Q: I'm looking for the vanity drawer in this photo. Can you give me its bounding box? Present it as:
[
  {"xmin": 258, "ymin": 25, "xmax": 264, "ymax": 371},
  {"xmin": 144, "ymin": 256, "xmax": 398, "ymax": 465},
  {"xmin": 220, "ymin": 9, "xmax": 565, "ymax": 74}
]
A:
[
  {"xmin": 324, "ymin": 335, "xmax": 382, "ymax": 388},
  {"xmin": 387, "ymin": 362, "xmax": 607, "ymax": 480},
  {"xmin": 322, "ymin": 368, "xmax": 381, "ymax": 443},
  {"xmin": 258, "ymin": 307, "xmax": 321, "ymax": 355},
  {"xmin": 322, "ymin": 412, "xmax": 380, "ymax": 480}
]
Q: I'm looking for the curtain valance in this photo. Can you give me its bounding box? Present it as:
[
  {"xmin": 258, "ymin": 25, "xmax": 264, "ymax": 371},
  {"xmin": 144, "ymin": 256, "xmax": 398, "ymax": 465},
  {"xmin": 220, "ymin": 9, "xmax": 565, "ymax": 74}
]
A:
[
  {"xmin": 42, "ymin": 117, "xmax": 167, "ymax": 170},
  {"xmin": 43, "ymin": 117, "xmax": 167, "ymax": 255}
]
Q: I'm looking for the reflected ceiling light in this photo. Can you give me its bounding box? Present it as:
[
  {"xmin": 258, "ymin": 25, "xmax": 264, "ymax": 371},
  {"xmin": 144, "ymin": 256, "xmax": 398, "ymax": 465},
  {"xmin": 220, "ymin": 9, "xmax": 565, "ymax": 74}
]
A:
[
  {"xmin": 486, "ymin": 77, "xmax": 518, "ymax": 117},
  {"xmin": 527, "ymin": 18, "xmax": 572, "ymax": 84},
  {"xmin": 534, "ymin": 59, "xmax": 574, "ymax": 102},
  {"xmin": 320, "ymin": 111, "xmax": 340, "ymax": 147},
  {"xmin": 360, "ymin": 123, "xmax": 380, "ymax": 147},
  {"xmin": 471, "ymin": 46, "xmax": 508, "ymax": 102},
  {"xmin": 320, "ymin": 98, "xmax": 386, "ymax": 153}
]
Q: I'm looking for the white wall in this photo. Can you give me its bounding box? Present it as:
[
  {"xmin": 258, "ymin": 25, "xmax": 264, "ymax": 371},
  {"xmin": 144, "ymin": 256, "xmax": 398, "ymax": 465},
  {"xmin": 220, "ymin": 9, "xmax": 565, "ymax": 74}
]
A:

^^^^^^^^^^^^^^^^

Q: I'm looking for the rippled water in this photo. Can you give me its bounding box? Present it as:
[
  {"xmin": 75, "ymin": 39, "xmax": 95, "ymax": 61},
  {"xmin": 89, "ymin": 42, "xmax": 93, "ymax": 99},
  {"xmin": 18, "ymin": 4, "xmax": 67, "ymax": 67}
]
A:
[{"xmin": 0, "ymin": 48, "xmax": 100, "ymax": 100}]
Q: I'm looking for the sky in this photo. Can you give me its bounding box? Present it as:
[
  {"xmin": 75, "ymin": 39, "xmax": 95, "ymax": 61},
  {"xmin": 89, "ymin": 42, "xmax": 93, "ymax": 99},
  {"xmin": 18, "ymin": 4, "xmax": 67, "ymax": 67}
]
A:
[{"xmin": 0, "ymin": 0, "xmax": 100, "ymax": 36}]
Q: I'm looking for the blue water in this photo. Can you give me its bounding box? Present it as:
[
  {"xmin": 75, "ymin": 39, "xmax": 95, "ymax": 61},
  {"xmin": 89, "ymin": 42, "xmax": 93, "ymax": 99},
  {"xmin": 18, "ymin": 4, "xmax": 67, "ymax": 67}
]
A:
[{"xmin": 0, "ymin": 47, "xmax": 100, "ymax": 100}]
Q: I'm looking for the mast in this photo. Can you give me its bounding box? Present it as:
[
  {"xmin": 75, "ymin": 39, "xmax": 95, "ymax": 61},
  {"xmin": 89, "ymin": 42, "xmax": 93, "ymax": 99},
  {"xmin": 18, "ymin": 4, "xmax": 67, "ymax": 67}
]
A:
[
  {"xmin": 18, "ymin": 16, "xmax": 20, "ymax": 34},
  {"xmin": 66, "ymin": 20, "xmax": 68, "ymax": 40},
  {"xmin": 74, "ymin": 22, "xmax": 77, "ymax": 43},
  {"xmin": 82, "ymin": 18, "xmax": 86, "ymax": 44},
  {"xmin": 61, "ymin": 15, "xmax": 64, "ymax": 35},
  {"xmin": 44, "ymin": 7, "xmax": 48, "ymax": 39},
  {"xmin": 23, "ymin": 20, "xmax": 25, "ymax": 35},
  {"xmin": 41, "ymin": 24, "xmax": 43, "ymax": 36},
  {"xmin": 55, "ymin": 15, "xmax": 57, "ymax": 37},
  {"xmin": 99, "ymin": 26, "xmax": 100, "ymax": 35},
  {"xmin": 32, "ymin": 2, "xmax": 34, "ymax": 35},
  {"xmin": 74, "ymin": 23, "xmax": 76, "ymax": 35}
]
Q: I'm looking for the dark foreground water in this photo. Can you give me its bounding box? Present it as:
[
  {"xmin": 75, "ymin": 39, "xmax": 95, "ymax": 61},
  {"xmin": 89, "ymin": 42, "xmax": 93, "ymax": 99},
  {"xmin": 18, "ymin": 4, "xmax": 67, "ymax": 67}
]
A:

^^^^^^^^^^^^^^^^

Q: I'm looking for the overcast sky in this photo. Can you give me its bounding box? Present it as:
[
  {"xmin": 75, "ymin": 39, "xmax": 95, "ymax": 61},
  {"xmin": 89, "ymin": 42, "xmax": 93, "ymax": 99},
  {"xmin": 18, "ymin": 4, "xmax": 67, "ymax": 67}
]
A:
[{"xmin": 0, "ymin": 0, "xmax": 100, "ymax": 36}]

^^^^^^^^^^^^^^^^

--- Travail à réaliser ---
Comptez les lignes des données qui contiennent le mot « water » et donnez uniquement ce nombre.

--- Solution proposée ---
3